_TEXT FOR ANALYSIS_
.....
Coworker: “My client took FMLA, and I need you to contact (our liaison in another office) We need to know if we have to pay FMLA back I don’t know what FMLA is or anything about it.”

FMLA is the Family and Medical Leave Act, a labor law that requires companies to provide employees with job-protected, unpaid leave for accepted medical and family issues.

Me: “I know what FMLA is. It is up to twelve weeks of unpaid time off. I can send you a link that explains exactly what it is.”

Coworker: “No, we need to know if we have to pay someone back for the FMLA the client took.”

Me: “This is unpaid leave — unless she took short-term disability with the FMLA. The only thing to pay back in that case would be the short-term disability.”

Coworker: “No, I want you to email the liaison and find out for sure that FMLA does not have to be paid back.”
.....
_GIVEN DATA_
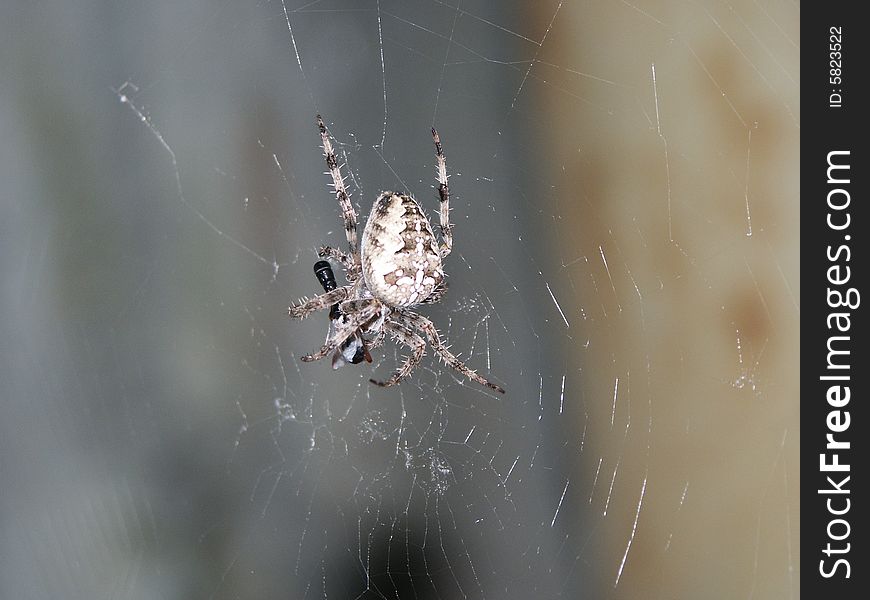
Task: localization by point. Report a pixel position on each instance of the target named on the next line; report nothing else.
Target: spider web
.....
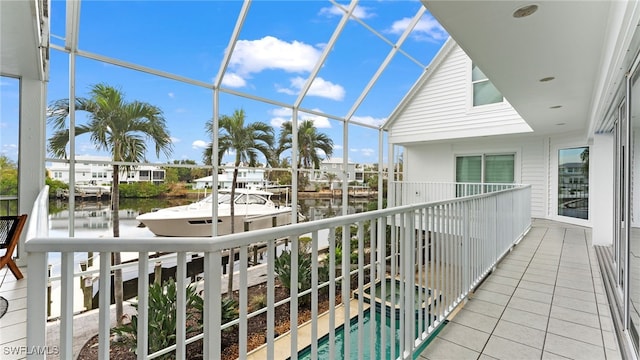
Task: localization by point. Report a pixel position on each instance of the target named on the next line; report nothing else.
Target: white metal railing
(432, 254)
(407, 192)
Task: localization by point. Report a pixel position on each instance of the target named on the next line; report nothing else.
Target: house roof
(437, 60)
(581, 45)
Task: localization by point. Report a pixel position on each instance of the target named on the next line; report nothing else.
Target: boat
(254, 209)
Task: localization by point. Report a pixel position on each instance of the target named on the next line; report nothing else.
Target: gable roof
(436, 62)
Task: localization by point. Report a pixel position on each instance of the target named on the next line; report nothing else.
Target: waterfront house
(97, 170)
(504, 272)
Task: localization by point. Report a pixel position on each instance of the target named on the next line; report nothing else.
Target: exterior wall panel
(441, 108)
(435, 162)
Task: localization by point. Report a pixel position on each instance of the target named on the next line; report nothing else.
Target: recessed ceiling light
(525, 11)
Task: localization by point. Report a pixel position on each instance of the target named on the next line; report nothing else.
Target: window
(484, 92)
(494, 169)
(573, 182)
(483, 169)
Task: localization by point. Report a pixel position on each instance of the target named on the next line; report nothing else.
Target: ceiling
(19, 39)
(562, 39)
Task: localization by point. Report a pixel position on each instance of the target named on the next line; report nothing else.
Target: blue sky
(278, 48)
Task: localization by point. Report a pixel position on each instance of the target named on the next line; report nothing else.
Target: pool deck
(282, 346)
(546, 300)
.....
Do these statements agree with the text about FMLA leave? Answer yes or no for each, and quote the words of the text that decide it.
1. FMLA requires companies to give employees paid leave.
2. The coworker says they do not know what FMLA is.
3. FMLA leave can last up to twelve weeks.

_WRITTEN SOLUTION_
1. No: "provide employees with job-protected, unpaid leave"
2. Yes: "I don’t know what FMLA is or anything about it."
3. Yes: "It is up to twelve weeks of unpaid time off."